START PROVIDED TEXT

As a way of easing the financial strife that the COVID-19 pandemic has caused, the Canadian Government implemented the Canada Emergency Response Benefit (CERB). The CERB was established as financial support to help qualified Canadian residents. This helped maintain some sense of financial stability while a large portion of the country was being locked down.
More About the CERB
Sudden unemployment or loss of their unemployment insurance left many with nowhere to turn for financial help. Lenders don’t often provide access to loans and their credit cards tend to max out. Realizing the pandemic lockdown would hurt citizens and the economy, the Canadian Government acted quickly by introducing the CERB legislation.
Under the terms of the CERB, Canadians could get $2,000 a month in relief benefits. CERB was put in place for seven periods. 4 weeks each at $500 a week, starting on March 15, 2020, and expired on September 26, 2020. Those in need had to apply for each 4-week period separately.
CERB Expiration Deadline has Passed
As stated above, access to these much-needed benefits technically expired on September 26, 2020. If you would have qualified as a recipient, you will be happy to learn that the CRA has extended the deadline for retroactive applications. More on that below.

END PROVIDED TEXT
START EXCERPTED RECORDS

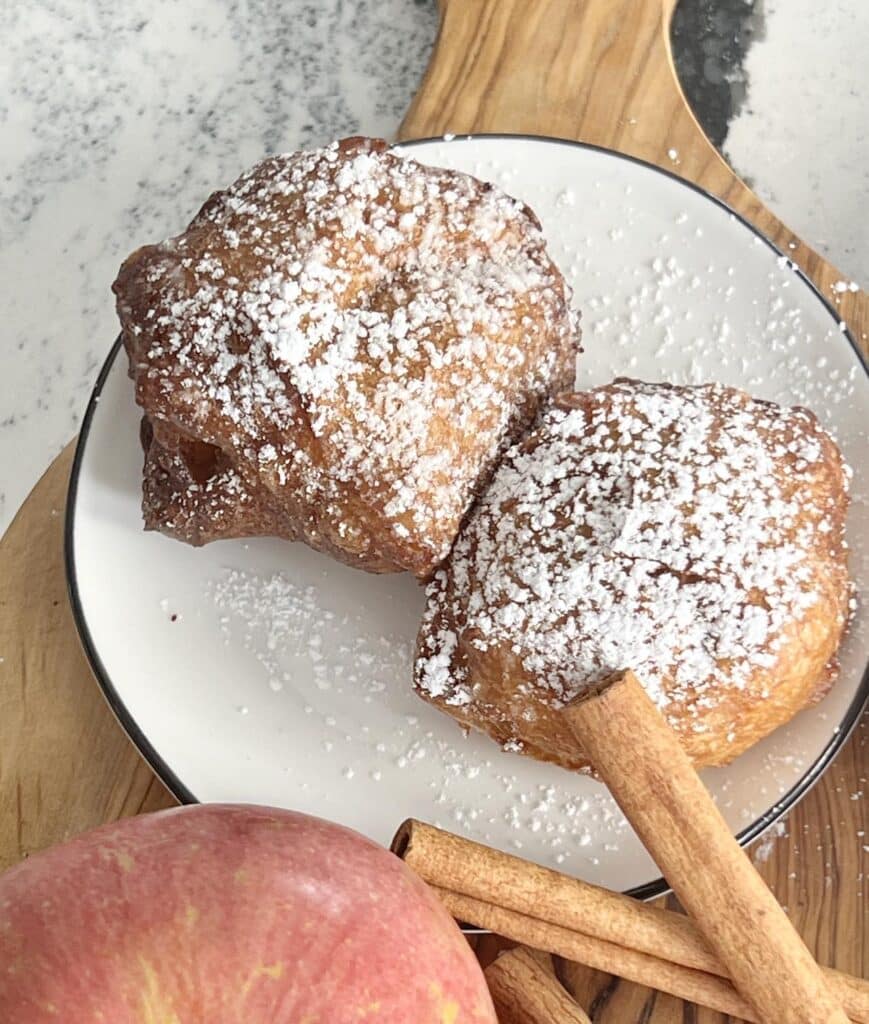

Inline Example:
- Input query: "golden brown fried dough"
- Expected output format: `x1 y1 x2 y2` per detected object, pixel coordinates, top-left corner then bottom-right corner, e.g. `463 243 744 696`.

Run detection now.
115 138 576 577
415 380 851 769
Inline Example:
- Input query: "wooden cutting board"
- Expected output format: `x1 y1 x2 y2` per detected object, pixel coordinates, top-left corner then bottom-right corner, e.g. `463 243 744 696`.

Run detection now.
0 0 869 1024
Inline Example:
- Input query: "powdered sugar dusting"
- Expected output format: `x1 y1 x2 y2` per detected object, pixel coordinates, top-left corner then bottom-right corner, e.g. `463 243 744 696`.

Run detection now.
116 139 575 573
417 381 849 740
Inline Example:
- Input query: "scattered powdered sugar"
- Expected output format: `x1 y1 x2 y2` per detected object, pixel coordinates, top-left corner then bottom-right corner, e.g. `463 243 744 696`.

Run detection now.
209 569 629 865
417 381 849 739
116 139 575 573
751 820 787 864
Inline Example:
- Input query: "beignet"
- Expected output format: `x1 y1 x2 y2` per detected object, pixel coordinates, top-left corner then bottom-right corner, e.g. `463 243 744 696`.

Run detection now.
114 138 577 577
415 380 851 769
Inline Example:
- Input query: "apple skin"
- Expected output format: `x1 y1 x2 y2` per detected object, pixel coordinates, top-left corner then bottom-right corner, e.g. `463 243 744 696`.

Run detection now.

END EXCERPTED RECORDS

■ **WHAT YOU HAVE TO DO**
Say whether each statement agrees with the text on the CERB, answering yes or no and quoting the deciding words of the text.
1. Under the CERB, Canadians could receive $2,000 a month.
2. One application covered every CERB period.
3. The CRA has extended the deadline for retroactive applications.

■ **RESPONSE BELOW**
1. Yes: "Canadians could get $2,000 a month in relief benefits"
2. No: "Those in need had to apply for each 4-week period separately."
3. Yes: "the CRA has extended the deadline for retroactive applications"